Copy all of the rows below word for word, but leave out the picture.
** begin Exercise materials **
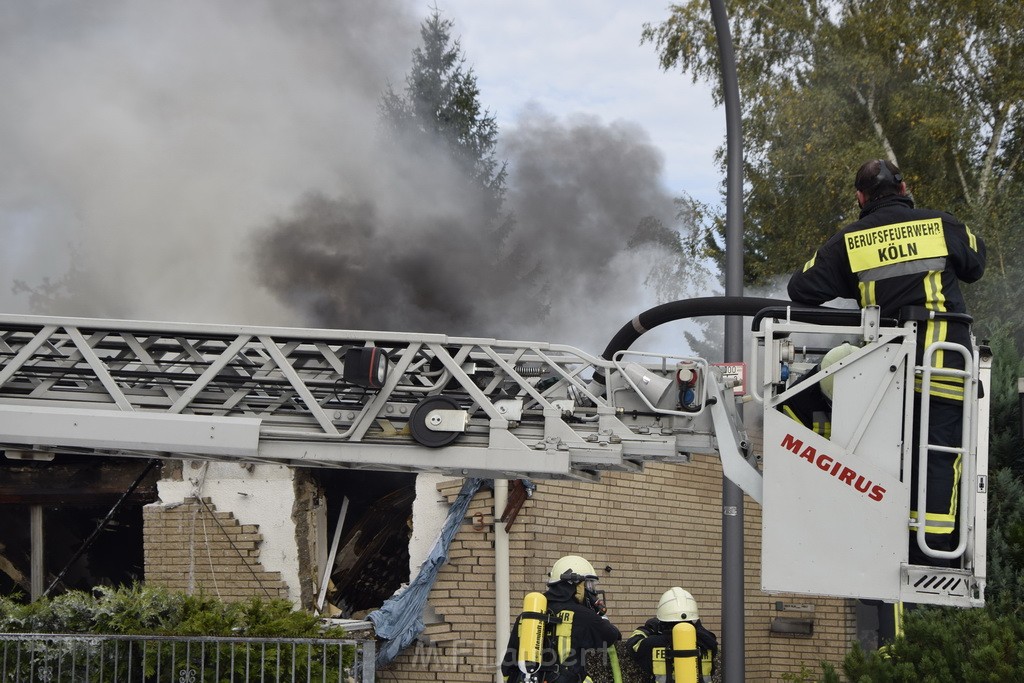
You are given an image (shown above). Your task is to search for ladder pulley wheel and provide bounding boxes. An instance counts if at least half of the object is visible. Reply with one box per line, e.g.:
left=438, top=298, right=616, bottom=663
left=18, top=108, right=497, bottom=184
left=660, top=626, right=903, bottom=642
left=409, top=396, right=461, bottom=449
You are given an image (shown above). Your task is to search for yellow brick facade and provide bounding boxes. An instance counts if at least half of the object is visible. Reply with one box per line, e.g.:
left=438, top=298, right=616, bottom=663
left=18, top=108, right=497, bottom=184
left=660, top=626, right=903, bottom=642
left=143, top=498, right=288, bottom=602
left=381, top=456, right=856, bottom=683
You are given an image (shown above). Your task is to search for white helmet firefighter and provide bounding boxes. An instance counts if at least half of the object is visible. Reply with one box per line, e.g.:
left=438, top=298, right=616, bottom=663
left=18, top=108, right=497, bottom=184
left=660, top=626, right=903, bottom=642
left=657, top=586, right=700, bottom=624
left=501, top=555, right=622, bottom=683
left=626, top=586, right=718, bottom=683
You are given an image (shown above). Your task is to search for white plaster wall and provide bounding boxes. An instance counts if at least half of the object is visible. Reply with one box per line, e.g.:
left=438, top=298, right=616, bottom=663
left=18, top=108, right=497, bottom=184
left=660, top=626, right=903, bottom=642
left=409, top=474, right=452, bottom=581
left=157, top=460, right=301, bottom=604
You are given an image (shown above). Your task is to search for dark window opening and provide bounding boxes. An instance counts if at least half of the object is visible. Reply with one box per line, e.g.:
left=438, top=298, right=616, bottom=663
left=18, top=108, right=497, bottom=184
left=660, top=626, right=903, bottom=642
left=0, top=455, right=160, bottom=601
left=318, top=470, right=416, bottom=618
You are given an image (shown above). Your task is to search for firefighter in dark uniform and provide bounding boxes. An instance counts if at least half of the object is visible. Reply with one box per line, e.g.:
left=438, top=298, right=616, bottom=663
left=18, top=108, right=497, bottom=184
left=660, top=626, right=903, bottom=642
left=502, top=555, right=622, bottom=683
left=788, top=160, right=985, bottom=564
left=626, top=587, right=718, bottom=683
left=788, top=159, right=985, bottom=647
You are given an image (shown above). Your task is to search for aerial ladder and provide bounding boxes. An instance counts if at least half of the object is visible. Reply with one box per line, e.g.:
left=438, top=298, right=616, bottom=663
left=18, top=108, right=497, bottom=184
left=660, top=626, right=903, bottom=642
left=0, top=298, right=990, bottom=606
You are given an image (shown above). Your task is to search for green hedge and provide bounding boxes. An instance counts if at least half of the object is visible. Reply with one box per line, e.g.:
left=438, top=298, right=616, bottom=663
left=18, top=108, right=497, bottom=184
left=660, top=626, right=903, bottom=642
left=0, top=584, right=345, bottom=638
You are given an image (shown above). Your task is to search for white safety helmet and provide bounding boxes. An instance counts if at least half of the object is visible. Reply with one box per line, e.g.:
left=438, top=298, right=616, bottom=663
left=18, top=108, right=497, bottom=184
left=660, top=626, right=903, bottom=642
** end Exercise materials **
> [Task output]:
You are given an image (shown above). Your task is to search for ladder pulley wheel and provide bounding boxes. An instance counts if at least half of the object is visible. Reply with one box per line, e.g.:
left=438, top=298, right=616, bottom=663
left=18, top=108, right=497, bottom=184
left=660, top=626, right=903, bottom=642
left=409, top=396, right=461, bottom=449
You are given an image (shown above). Your task is to search for yellow brick facade and provide bounding boxes. An instance counts if at least half of the object is visible. Reply with one box per line, e.g.:
left=438, top=298, right=616, bottom=663
left=18, top=108, right=497, bottom=184
left=660, top=626, right=903, bottom=642
left=143, top=498, right=288, bottom=602
left=381, top=456, right=856, bottom=683
You are given an image (shown above). Your task is to search for white helmet firefighter and provide bounding boxes. An instance counts if at least half of the object is visible. Reply with one box per line, e.g.:
left=438, top=298, right=616, bottom=663
left=18, top=108, right=497, bottom=184
left=660, top=626, right=903, bottom=642
left=657, top=586, right=700, bottom=624
left=501, top=555, right=622, bottom=683
left=626, top=586, right=718, bottom=683
You are given an image (shown above). Your task is to search for white plaster wall and provide bounding boxes. An instance counts if at least half of the object is visible. Reply with one box per line, e.g.:
left=438, top=298, right=616, bottom=663
left=18, top=108, right=497, bottom=184
left=660, top=626, right=903, bottom=642
left=409, top=474, right=452, bottom=581
left=157, top=460, right=301, bottom=604
You are given an image (shown above). Your task is to search for dark window opening and provide bounding boxes. An instance counts if at least half of the object is visible. Reply with one box per line, e.g.:
left=438, top=298, right=616, bottom=663
left=18, top=108, right=497, bottom=184
left=660, top=626, right=903, bottom=642
left=0, top=455, right=160, bottom=601
left=318, top=470, right=416, bottom=618
You are given an image (shown above). Your task is to search for firefighter in dark uniform and provide bounding boxes. An instance counts if at least half of the object is visible. Reply with one box per line, e.g.:
left=438, top=298, right=616, bottom=663
left=18, top=108, right=497, bottom=184
left=660, top=626, right=903, bottom=642
left=502, top=555, right=622, bottom=683
left=788, top=160, right=985, bottom=564
left=626, top=587, right=718, bottom=683
left=788, top=159, right=985, bottom=647
You are given an image (shown above). Your task is to search for aerial ladder and provide bounding boxes. An instance counts if at least half of the object is visible. Reply with one box per line, e.g.:
left=438, top=298, right=616, bottom=663
left=18, top=108, right=497, bottom=184
left=660, top=626, right=903, bottom=642
left=0, top=298, right=990, bottom=606
You are given an image (shown above). Your task is to search for green hedge and provide bounding boxes. An instance counts if at least half of the object is visible. Reply with one box per line, e.g.:
left=438, top=298, right=616, bottom=663
left=18, top=108, right=497, bottom=184
left=660, top=626, right=903, bottom=642
left=0, top=584, right=345, bottom=638
You are given an image (shown above). Your task is to search for white safety helmet and provide bounding boxes. An instance counts if at least half of the object is visible. Reply with one box per line, e.g.:
left=438, top=298, right=616, bottom=663
left=18, top=108, right=497, bottom=184
left=660, top=626, right=903, bottom=642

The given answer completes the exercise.